_TASK PROMPT_. Copy exactly the line containing "of the small" and each line after it to the end of the listing, and output nothing else.

══════

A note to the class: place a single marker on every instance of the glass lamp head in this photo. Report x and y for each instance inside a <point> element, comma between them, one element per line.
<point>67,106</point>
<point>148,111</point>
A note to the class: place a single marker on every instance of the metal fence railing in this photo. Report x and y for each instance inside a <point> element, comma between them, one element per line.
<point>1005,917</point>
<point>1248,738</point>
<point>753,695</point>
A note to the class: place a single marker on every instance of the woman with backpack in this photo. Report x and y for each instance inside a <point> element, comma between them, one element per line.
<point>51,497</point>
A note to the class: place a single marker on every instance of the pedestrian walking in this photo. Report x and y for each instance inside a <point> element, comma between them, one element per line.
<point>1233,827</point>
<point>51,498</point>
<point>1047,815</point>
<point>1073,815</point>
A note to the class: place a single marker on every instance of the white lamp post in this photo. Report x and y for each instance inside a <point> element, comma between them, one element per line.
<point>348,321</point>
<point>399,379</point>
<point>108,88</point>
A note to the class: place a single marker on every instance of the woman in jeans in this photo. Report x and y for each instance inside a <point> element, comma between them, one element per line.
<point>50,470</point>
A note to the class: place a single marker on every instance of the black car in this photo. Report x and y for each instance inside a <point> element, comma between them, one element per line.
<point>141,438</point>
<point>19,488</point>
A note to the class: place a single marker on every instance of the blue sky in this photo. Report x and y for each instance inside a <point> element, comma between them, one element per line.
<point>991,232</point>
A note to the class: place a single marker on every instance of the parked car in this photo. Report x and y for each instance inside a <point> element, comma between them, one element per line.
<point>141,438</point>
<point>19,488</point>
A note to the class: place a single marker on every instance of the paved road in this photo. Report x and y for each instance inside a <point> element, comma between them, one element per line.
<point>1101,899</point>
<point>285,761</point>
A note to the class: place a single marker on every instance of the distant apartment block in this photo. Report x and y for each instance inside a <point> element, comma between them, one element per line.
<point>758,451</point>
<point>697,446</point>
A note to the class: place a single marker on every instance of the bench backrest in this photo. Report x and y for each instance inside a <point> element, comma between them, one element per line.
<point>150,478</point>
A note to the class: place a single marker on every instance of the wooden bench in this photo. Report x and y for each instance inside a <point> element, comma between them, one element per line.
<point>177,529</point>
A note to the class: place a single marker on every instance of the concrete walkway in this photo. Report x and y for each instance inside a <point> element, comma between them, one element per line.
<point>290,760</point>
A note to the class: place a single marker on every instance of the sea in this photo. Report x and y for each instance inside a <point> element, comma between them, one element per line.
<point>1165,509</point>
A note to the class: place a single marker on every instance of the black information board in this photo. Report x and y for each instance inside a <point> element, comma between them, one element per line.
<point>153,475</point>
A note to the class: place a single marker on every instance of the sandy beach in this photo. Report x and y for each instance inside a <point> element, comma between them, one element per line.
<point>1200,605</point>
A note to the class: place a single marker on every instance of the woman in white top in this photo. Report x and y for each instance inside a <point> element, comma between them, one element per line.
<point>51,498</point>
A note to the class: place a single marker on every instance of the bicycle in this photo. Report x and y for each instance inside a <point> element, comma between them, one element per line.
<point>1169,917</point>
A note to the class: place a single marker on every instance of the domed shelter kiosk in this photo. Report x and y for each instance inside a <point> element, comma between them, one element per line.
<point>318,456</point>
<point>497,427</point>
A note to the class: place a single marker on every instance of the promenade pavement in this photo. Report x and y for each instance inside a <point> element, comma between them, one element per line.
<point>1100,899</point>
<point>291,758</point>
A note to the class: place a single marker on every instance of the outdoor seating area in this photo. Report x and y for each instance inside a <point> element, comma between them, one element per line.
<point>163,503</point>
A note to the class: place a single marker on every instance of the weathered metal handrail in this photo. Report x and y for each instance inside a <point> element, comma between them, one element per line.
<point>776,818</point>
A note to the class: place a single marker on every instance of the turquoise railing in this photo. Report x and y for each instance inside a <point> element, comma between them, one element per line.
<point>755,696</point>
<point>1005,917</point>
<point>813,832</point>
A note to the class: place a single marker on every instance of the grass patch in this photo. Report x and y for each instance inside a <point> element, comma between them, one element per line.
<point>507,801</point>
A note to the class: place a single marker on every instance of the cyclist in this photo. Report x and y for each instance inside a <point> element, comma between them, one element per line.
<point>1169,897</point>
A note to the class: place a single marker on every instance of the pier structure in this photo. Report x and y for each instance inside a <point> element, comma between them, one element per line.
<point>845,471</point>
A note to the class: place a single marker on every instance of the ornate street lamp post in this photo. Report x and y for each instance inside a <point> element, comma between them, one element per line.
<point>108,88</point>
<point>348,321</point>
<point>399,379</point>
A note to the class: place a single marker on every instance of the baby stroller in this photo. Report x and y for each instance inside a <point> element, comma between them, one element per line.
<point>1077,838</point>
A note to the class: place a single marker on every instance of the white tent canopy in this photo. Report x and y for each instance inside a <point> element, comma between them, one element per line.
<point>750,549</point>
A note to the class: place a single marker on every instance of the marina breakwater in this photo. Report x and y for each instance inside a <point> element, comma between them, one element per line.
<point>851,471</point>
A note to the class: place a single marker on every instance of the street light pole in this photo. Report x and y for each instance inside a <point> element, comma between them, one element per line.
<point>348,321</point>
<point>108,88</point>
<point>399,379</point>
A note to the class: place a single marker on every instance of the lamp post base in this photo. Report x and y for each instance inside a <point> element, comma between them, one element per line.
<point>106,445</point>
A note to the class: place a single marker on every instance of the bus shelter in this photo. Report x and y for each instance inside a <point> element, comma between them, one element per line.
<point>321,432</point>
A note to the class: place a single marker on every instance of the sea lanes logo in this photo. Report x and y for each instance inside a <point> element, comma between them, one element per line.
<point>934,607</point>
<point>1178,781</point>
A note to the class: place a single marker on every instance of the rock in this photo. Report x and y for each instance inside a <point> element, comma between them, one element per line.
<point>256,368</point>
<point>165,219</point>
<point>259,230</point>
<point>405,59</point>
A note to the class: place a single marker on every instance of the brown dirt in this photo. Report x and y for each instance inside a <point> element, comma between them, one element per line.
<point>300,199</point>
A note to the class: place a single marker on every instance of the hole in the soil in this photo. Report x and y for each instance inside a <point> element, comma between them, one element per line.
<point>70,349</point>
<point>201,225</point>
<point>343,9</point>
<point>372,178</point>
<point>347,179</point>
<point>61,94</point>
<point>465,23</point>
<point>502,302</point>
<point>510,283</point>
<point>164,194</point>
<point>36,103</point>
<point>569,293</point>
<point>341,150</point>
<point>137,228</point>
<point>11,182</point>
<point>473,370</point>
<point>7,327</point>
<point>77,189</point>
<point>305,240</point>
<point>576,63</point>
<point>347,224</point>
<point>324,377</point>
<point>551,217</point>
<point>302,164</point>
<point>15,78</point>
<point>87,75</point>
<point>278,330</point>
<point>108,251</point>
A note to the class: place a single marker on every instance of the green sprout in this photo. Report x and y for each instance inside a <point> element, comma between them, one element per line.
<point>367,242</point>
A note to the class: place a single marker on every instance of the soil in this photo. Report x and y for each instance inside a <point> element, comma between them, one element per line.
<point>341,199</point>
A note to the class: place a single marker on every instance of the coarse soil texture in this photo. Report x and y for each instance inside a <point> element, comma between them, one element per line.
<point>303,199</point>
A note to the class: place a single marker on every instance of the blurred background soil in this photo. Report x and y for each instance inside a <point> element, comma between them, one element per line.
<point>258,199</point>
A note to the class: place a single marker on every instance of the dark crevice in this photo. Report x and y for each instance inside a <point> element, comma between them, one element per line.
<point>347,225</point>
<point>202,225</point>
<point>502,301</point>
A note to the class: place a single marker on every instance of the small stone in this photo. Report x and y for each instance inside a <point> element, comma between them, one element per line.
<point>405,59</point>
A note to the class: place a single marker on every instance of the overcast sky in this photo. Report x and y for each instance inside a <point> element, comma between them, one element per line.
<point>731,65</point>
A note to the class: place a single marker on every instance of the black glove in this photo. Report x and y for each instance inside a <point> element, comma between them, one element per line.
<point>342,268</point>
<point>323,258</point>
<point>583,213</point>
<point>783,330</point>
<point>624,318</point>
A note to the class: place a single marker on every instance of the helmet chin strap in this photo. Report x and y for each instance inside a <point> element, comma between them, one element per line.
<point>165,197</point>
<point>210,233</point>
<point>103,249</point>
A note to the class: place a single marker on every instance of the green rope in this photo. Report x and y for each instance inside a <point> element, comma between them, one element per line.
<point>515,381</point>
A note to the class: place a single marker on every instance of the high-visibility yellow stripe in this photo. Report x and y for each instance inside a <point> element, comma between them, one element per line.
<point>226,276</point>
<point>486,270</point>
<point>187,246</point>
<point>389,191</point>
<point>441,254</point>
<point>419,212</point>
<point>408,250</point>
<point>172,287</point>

══════

_SOLUTION BELOW_.
A note to the class: place a single marker on every instance of the small stone in this photo. Report x and y for each instance inside a <point> element, comma between them, one element per line.
<point>405,59</point>
A note to the class: place a single marker on every instance of the overcast sky in this photo. Report x and y for each instance inside a <point> element, comma between them, one element per line.
<point>731,65</point>
A note to the class: place a single marker on every instance of the black glove in this photo. Report x and y for each instance inside a <point> element, comma between them, one element per line.
<point>342,268</point>
<point>323,258</point>
<point>583,213</point>
<point>783,330</point>
<point>624,318</point>
A note to the class: place a single marker on every instance of the helmet chin strap in this photo. Report x and y for each instance inside a <point> element, comma between them, one element per line.
<point>165,197</point>
<point>210,233</point>
<point>103,249</point>
A note to the class: place a single marker on every instance of the green rope in this photo. Report x and y for each instance inside a <point> element, comma between them, one element per line.
<point>515,381</point>
A note to the class: place a single marker on every instance of the high-visibility yellow stripe in this photo. Report x and y for each instance inside a <point> element, comma between them, one element per line.
<point>226,276</point>
<point>486,270</point>
<point>187,246</point>
<point>389,191</point>
<point>441,254</point>
<point>419,212</point>
<point>408,250</point>
<point>172,287</point>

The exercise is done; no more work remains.